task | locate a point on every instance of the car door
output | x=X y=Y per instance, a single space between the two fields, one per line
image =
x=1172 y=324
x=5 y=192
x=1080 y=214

* Brief
Print every entry exactly as it appears.

* Answer to the exercise
task | locate a point on every instance of the car door
output | x=X y=Y per instance, a single space between the two fields, one per line
image =
x=1172 y=324
x=5 y=192
x=1080 y=214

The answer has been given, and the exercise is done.